- [Material provided]:

** start **

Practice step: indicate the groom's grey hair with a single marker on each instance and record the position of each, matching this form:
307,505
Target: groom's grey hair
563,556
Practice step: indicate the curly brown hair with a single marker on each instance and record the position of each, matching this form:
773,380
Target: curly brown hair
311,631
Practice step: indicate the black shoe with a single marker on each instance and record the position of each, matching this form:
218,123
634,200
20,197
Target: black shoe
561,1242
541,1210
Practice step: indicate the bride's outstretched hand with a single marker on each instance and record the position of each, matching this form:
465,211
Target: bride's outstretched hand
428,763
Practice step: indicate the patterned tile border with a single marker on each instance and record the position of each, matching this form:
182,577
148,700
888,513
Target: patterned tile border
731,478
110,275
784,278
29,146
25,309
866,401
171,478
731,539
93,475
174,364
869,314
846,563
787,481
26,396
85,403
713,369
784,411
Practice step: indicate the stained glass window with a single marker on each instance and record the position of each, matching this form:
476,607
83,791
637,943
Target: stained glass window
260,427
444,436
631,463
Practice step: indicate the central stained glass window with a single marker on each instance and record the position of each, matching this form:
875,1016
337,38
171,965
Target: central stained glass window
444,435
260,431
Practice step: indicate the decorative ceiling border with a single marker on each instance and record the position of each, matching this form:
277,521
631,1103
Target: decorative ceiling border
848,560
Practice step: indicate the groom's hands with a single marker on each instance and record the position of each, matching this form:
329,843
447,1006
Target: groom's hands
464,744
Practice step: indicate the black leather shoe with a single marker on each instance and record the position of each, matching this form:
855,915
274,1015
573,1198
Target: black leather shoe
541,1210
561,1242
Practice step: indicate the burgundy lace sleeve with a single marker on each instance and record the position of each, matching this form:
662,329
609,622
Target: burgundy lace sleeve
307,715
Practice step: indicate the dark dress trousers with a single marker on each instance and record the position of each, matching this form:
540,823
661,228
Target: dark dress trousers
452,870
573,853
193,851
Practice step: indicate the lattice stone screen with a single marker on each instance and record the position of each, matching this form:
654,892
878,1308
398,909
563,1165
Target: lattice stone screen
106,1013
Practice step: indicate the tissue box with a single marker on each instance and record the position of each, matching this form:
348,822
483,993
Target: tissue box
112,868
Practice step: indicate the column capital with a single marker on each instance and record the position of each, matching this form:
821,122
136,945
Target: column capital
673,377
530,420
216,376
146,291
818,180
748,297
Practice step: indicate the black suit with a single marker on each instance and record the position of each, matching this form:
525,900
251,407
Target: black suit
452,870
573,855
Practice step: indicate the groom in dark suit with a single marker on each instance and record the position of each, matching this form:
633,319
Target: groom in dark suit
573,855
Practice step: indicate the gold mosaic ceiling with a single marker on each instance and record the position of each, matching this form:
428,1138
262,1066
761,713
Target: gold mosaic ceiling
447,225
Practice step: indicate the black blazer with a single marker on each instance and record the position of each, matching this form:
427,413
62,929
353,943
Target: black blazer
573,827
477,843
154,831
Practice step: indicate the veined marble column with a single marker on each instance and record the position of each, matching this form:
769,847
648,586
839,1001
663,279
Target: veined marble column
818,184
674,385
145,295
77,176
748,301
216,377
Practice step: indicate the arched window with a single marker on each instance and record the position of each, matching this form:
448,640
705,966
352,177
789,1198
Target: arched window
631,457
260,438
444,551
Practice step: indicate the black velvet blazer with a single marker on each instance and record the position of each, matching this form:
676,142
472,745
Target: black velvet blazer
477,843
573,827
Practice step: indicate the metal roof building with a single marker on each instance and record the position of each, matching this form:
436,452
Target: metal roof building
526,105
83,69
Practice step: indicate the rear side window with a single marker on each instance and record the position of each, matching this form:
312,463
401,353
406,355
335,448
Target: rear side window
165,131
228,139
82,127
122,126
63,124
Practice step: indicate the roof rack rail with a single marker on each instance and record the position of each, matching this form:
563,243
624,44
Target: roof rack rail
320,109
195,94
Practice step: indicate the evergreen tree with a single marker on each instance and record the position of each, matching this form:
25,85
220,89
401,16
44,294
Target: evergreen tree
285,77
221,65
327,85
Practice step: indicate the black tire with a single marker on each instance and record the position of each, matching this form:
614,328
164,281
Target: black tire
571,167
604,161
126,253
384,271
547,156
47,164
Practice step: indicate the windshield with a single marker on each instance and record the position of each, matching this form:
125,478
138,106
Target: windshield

** end **

- [The task]: Emit the records above again, exactly, with no line skipped.

- [Solved exercise]:
Practice step: indicate the groom's grey hair with a single marker on each instance and record the position of each, matching this form:
307,505
Target: groom's grey hair
563,556
Practice step: indicate the curly brown hair with a single marker on each instance and record the position of each, matching this form:
773,380
Target: curly brown hair
311,631
Practice step: indicate the black shoe with a single marker on each instance and record the position of each, matching this form:
218,123
634,200
20,197
Target: black shoe
561,1242
541,1210
Practice step: indicate the bride's outstretched hand with a single marker on each instance and record the position of each, matching this form:
465,211
Target: bride's outstretched hand
428,763
Practice step: indicate the patterned tile border with a single marker on each instance and record the position of each, matching this form:
182,577
148,700
888,513
Target: patterned tile border
731,478
110,275
784,278
29,146
25,309
866,401
171,478
731,539
93,475
174,364
869,314
846,563
787,481
26,396
85,403
713,369
784,411
Practice step: indicate the stained glass window with a single marker on each instance and record the position of each, matching this form:
476,607
83,791
637,943
Target: stained glass window
260,427
444,436
631,463
Practice step: indicate the central stained glass window with a single marker on each instance and record the position of each, matching this form:
875,1016
337,38
171,965
Target: central stained glass window
444,435
260,431
Practice step: indicate the decorative ceiling border with a single marker on each instance and record the position of each, matching this form:
277,521
631,1103
Target: decorative ceiling border
848,560
Practice step: indicate the groom's hands with a single marker on each instance and record the position of each, matching this form:
329,843
447,1006
Target: groom's hands
464,744
Practice step: indicate the black leather shoe with a single marker on each instance and record the position of each, matching this form:
855,915
274,1015
573,1198
Target: black leather shoe
541,1210
561,1242
Practice step: indicate the burgundy lace sleeve with a single marker on each instance and record the position of each, matching this form:
662,329
609,622
Target: burgundy lace sleeve
307,715
Practice step: indicate the dark dress trousers with a single marker on each instance and record the position of each, matching this form:
540,823
661,228
Target: dark dress trousers
452,870
573,853
193,851
Practice step: indicate the lattice stone screen with a single marker on each instance and record the position of each, matching this form:
654,892
878,1308
398,909
563,1165
Target: lattice stone screen
106,1013
Practice step: indicate the tissue box with a single marker on each instance and record the position of each, matching this form:
348,822
483,993
Target: tissue box
112,868
Practice step: indicate the column capital with a single marker on each instance and record the position of each, matching this form:
821,122
136,945
Target: column capital
673,377
530,420
216,376
146,291
818,180
748,297
Practice step: indicate the black suit with a single marker on each instance and record the position of each, matching this form:
525,900
251,407
Target: black suit
452,870
573,855
Practice step: indicate the groom in dark suit with a single marker on each instance and record the position of each, matching this form:
633,319
Target: groom in dark suit
573,855
Practice step: indicate the gold mosaic ceiling with a single marker on each instance and record the position of each, matching this form:
428,1138
262,1066
761,713
Target: gold mosaic ceiling
447,225
Practice step: indicate the black blazer with a single marker on each instance and record the position of each, matching this form:
427,413
62,929
353,943
Target: black blazer
573,827
477,843
154,831
Practice step: indicate the veined marble column with a single marker on each instance and record the position of each, matching this form:
769,847
648,586
839,1001
663,279
Target: veined marble column
818,184
674,385
145,295
77,176
748,301
216,377
Practice step: indicate the arched window with a single marker on each instance and record the position of each, matching this form:
448,640
705,966
352,177
789,1198
Target: arched window
631,457
260,438
444,551
Practice step: indicate the black velvet blazer with a single marker on each instance and record the position of each, matching this form:
676,142
472,745
Target: black velvet blazer
477,843
573,827
Practice step: indicate the metal roof building with a single marker on each instance and record the position of each, matching this form:
436,452
Target: metal roof building
526,105
83,69
Practice step: indicate the rear side window with a single marker on each instance and record the position of each, matching this form:
312,463
401,353
406,355
335,448
Target: rear side window
165,131
228,139
82,127
122,126
63,124
Practice step: indicate the roof rack rail with a single marker on each instance and record the position of each, matching this form:
563,243
624,44
Target: roof rack rail
320,109
195,94
Practice step: indicate the evergreen tree with a single marker on each instance and record the position of each, matching this form:
25,85
220,89
401,16
44,294
Target: evergreen tree
285,77
221,65
327,85
Practice step: indicate the black tire with a single marker on each instance and record the position of each, matching this form:
614,328
164,281
Target: black tire
571,167
604,161
126,253
384,271
547,156
47,164
Practice step: indicate the windshield with a single marker on each instance and record the position of each, matching this form:
125,478
138,106
Target: windshield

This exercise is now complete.